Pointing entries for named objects
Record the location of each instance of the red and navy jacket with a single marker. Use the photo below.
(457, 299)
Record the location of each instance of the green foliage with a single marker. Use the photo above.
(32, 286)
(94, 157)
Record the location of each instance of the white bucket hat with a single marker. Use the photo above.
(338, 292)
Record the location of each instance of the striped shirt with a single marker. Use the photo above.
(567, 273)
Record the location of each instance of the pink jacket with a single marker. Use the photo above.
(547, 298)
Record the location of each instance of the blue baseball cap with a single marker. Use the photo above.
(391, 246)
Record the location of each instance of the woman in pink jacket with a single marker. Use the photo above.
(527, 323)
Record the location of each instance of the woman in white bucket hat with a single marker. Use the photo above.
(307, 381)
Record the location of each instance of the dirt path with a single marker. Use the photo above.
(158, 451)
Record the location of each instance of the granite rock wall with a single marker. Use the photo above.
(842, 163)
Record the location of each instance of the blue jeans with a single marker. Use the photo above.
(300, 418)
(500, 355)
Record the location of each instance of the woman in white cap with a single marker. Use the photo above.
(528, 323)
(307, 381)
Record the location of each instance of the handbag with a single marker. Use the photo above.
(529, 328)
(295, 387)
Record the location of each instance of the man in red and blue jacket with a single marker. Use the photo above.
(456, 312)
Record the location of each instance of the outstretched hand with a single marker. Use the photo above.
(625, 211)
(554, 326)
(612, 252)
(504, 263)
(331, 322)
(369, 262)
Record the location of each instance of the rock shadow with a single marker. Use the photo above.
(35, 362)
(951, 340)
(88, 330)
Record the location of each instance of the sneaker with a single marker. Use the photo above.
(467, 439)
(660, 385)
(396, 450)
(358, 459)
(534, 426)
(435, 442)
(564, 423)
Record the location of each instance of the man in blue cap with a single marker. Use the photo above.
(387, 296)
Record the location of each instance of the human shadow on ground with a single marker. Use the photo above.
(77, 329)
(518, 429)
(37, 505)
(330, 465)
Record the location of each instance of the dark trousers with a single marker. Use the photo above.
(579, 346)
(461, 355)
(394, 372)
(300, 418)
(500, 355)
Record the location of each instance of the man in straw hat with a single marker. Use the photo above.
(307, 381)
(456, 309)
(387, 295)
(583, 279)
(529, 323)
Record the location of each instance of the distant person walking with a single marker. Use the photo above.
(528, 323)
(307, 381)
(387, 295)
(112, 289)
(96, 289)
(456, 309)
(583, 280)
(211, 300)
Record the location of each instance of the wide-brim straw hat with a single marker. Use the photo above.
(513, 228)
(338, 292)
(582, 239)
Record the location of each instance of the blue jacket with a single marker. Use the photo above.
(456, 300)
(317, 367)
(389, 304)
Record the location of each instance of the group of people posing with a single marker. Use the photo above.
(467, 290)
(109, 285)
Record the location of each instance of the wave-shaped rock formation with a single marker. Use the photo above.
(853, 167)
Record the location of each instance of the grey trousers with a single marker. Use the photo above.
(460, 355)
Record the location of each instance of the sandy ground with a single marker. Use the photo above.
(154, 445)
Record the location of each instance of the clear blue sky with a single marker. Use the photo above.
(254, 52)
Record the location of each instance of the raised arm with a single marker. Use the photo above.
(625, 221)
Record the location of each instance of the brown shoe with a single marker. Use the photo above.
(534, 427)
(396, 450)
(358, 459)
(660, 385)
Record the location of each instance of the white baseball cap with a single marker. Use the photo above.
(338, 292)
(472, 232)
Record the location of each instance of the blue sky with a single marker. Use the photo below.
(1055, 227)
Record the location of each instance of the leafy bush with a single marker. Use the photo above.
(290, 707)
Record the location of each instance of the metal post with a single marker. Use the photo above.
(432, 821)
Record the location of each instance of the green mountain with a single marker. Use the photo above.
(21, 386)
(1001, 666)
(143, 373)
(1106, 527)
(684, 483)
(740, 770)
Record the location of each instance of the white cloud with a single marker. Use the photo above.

◆ GIVEN REQUEST
In the lines from the one containing "Record the location of each instance of the blue sky" through the end of the lines, change "leafy bush" to "green shrub" and leave everything else as it is. Give back only that stretch of lines.

◆ FULL ANSWER
Record the location of each instance of the blue sky with a single marker. Use the photo below.
(1055, 227)
Record the location of each instance of the green shrub with a single marker. Use the photo above.
(290, 707)
Record the location of each instance of the metal post with a single marker. Use the photo above.
(432, 821)
Record the location of each instance of the green mountain with a single marker. Use the photo above.
(21, 386)
(1001, 666)
(143, 373)
(1106, 527)
(684, 483)
(740, 770)
Record the location of each instance of the white cloud with a single marker. Use the photo above.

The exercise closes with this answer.